Directions
Copy the data below word for word, from the first line down to and including the line containing "110 176 L 127".

--

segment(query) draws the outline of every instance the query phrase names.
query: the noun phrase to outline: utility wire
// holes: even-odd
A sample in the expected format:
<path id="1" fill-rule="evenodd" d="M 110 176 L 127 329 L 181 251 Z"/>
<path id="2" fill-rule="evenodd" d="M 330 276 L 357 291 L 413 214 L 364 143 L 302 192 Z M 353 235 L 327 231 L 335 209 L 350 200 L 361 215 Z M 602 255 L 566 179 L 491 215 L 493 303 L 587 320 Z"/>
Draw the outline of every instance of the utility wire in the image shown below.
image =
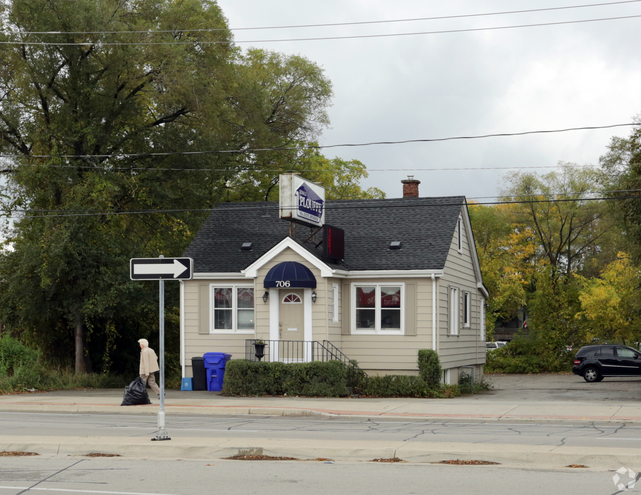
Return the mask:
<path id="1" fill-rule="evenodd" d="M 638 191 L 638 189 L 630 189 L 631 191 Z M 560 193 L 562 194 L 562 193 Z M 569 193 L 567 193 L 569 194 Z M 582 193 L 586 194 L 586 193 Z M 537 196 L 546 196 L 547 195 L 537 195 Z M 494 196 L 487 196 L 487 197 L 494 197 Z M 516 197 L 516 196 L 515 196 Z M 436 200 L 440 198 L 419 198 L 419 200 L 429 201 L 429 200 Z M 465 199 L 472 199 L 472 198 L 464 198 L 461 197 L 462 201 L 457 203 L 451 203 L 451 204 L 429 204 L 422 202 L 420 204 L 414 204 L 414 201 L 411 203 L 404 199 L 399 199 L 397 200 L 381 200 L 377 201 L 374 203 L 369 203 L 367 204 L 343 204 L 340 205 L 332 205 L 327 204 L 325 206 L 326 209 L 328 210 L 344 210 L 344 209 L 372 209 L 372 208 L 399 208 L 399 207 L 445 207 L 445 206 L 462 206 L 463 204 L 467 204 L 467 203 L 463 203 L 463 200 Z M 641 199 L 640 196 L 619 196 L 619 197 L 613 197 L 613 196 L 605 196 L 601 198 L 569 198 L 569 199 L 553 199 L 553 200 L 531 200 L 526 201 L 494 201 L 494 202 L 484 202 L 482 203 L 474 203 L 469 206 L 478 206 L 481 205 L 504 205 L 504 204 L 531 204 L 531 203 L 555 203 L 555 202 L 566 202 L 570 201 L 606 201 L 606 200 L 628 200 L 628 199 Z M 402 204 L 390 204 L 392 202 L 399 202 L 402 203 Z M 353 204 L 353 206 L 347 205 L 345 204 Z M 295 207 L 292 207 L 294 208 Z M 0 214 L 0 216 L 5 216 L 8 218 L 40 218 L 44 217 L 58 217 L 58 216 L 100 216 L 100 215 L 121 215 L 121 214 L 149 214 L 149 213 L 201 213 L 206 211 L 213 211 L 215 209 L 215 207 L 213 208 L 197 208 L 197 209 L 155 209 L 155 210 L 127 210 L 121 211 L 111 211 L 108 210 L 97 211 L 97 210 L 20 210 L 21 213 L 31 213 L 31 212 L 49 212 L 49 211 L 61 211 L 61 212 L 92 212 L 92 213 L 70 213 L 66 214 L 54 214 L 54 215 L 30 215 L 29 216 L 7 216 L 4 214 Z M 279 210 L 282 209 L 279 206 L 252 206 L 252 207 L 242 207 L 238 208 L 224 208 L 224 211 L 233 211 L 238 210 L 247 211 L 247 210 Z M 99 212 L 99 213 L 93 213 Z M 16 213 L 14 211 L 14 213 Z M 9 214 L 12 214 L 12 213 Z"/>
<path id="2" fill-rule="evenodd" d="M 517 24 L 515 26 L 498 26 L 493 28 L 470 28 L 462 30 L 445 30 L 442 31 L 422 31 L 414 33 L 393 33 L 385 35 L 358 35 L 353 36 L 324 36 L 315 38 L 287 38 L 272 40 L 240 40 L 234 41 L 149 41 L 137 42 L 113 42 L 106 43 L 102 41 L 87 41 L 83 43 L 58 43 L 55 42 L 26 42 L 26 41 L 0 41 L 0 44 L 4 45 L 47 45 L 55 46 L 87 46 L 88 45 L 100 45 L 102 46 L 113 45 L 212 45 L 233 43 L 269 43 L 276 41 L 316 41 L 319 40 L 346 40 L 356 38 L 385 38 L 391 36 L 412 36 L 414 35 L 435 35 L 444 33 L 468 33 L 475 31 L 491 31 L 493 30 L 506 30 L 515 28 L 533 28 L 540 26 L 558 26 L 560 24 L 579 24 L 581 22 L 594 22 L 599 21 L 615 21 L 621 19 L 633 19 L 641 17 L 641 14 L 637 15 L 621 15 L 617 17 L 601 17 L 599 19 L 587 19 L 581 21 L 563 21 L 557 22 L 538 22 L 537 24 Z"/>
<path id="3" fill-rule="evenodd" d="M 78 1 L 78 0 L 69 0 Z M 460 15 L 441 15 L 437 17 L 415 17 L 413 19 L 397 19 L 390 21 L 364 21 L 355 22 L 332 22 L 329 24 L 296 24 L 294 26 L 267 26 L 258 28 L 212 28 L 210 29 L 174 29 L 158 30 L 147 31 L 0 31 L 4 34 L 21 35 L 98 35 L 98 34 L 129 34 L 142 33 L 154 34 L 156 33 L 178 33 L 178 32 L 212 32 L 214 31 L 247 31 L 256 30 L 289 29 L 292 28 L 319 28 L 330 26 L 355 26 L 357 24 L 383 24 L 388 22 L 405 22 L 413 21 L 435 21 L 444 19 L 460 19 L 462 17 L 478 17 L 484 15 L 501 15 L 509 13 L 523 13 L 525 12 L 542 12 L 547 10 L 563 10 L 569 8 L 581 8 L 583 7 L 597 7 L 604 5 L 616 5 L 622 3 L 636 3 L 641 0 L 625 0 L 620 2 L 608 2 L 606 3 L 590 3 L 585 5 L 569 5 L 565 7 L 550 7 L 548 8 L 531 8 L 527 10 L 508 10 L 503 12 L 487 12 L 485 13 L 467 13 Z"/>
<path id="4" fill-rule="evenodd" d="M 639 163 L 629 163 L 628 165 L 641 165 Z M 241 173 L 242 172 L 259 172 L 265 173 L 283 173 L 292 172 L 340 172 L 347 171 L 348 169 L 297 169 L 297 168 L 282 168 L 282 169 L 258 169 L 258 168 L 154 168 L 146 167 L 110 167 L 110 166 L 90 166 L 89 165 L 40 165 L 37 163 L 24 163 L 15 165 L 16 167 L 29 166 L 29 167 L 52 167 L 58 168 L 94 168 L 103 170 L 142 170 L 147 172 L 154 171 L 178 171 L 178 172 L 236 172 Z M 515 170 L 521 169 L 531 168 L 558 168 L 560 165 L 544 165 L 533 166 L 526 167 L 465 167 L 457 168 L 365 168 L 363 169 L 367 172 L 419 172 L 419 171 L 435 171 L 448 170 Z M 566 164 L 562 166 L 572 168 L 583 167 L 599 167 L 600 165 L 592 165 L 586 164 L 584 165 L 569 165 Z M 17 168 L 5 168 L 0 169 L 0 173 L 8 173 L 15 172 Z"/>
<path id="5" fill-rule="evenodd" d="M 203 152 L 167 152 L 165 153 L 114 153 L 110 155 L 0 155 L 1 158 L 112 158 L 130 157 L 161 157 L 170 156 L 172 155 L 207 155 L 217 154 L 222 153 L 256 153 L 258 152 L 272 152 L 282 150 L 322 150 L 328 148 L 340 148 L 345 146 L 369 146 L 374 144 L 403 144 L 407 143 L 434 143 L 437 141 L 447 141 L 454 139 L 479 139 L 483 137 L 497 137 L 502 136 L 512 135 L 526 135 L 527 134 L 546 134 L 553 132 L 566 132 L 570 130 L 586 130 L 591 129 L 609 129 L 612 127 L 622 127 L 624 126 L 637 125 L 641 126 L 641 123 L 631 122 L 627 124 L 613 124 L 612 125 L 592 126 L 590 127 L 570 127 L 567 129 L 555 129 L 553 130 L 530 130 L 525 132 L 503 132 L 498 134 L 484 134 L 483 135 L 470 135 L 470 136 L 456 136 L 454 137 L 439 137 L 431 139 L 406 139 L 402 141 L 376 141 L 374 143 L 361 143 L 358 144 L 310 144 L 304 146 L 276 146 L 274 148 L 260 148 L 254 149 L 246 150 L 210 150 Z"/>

--

Full answer
segment(query) draws the outline of every instance the query phrase names.
query: the noun phrase to outline: utility wire
// holes: even-odd
A sample in the expected format:
<path id="1" fill-rule="evenodd" d="M 110 176 L 127 329 L 181 251 Z"/>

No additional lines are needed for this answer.